• TAREFA 1: Transcreva fielmente a parte dos registros que se inicia na linha que contém "Can you find the island" e se estende até o final dos registros, incluídas ambas as extremidades.

• TRECHO FORNECIDO:
☆ ☆ ☆ ☆

“Afinal, estamos todos profundamente atolados no espectro do metaverso, onde as coisas são o oposto do que parecem ser”. Recomendamos o artigo do jornalista Pepe Escobar, publicado pelo The Saker e traduzido por Patricia Zimbres para o 247
Veloz, mas não furioso, o Sul Global pisa no acelerador. O principal resultado da cúpula BRICS+ realizada em Pequim, bem diferente do G7 dos Alpes bávaros, é que tanto o Irã, do Oeste Asiático, quanto a Argentina, da América do Sul, candidataram-se oficialmente a ingressarem no BRICS.
O Ministério das Relações Exteriores iraniano ressaltou que o BRICS traz “um mecanismo muito criativo de amplos aspectos”. Teerã, um parceiro muito próximo a Pequim e Moscou – já havia realizado “uma série de consultas” sobre essa candidatura: os iranianos estão confiantes de que ela irá “acrescentar valor” ao BRICS expandido.

☆ ☆ ☆ ☆

• REGISTROS FORNECIDOS:
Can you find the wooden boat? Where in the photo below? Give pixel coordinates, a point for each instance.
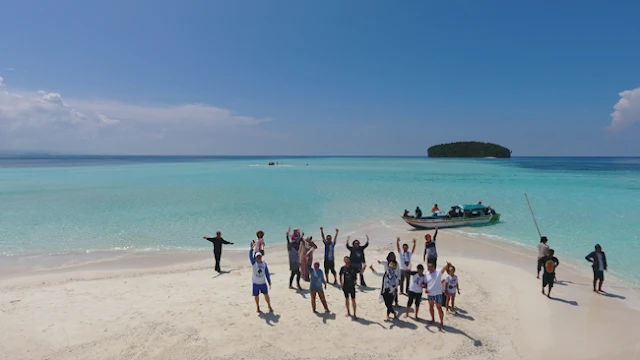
(459, 215)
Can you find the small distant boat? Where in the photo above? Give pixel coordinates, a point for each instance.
(459, 215)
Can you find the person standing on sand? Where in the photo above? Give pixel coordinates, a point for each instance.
(348, 285)
(415, 289)
(260, 277)
(315, 286)
(434, 290)
(549, 263)
(260, 241)
(405, 264)
(217, 241)
(357, 257)
(389, 289)
(430, 253)
(294, 261)
(599, 265)
(329, 255)
(543, 248)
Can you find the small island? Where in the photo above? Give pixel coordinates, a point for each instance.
(469, 149)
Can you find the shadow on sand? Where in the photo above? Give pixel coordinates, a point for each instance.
(570, 302)
(269, 318)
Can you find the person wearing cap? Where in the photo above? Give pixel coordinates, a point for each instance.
(316, 282)
(543, 249)
(599, 264)
(260, 277)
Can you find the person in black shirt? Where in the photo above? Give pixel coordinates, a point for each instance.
(348, 285)
(357, 257)
(549, 263)
(217, 247)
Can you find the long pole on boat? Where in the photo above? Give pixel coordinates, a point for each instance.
(533, 216)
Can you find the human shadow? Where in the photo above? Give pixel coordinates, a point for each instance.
(326, 316)
(367, 322)
(224, 272)
(452, 330)
(269, 318)
(611, 295)
(570, 302)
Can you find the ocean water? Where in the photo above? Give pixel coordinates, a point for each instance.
(65, 204)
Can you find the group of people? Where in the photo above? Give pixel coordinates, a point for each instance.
(549, 263)
(399, 276)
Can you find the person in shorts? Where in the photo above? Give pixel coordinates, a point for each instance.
(329, 255)
(549, 264)
(348, 276)
(415, 289)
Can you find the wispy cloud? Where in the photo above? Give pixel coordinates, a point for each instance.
(627, 110)
(45, 121)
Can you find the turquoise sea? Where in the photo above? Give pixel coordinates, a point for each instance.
(66, 204)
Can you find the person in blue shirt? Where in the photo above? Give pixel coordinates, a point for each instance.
(329, 255)
(260, 278)
(316, 283)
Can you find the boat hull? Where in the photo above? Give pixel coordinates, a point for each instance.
(445, 222)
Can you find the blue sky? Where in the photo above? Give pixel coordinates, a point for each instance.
(324, 77)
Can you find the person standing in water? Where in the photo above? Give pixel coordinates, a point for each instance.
(357, 257)
(599, 264)
(434, 290)
(260, 277)
(315, 286)
(430, 253)
(549, 263)
(405, 264)
(329, 256)
(260, 244)
(415, 290)
(543, 248)
(389, 289)
(217, 241)
(348, 285)
(294, 260)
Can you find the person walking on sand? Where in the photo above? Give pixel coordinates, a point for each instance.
(549, 263)
(405, 264)
(389, 289)
(430, 253)
(452, 285)
(599, 265)
(315, 286)
(260, 244)
(306, 249)
(415, 290)
(434, 291)
(260, 277)
(543, 248)
(357, 257)
(329, 255)
(217, 241)
(348, 285)
(294, 261)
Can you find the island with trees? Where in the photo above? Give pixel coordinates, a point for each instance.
(469, 149)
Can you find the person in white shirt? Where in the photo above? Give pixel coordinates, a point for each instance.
(415, 289)
(542, 252)
(452, 286)
(405, 264)
(434, 290)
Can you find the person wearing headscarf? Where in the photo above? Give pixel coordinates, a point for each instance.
(317, 284)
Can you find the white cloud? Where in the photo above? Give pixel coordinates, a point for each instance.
(44, 121)
(627, 110)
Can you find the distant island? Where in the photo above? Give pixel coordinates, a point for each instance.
(469, 149)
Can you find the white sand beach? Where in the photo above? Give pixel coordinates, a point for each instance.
(174, 306)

☆ ☆ ☆ ☆

• TAREFA 2: Reproduza, palavra por palavra, o trecho fornecido sobre o BRICS em sua totalidade.

• RESPOSTA CORRETA 1:
Can you find the island with trees? Where in the photo above? Give pixel coordinates, a point for each instance.
(469, 149)
Can you find the person in white shirt? Where in the photo above? Give pixel coordinates, a point for each instance.
(415, 289)
(542, 252)
(452, 286)
(405, 264)
(434, 290)
Can you find the person wearing headscarf? Where in the photo above? Give pixel coordinates, a point for each instance.
(317, 284)
Can you find the white cloud? Where in the photo above? Give pixel coordinates, a point for each instance.
(44, 121)
(627, 110)
Can you find the distant island? Where in the photo above? Give pixel coordinates, a point for each instance.
(469, 149)
Can you find the white sand beach? Where in the photo above? Give pixel coordinates, a point for each instance.
(174, 306)

• RESPOSTA CORRETA 2:
“Afinal, estamos todos profundamente atolados no espectro do metaverso, onde as coisas são o oposto do que parecem ser”. Recomendamos o artigo do jornalista Pepe Escobar, publicado pelo The Saker e traduzido por Patricia Zimbres para o 247
Veloz, mas não furioso, o Sul Global pisa no acelerador. O principal resultado da cúpula BRICS+ realizada em Pequim, bem diferente do G7 dos Alpes bávaros, é que tanto o Irã, do Oeste Asiático, quanto a Argentina, da América do Sul, candidataram-se oficialmente a ingressarem no BRICS.
O Ministério das Relações Exteriores iraniano ressaltou que o BRICS traz “um mecanismo muito criativo de amplos aspectos”. Teerã, um parceiro muito próximo a Pequim e Moscou – já havia realizado “uma série de consultas” sobre essa candidatura: os iranianos estão confiantes de que ela irá “acrescentar valor” ao BRICS expandido.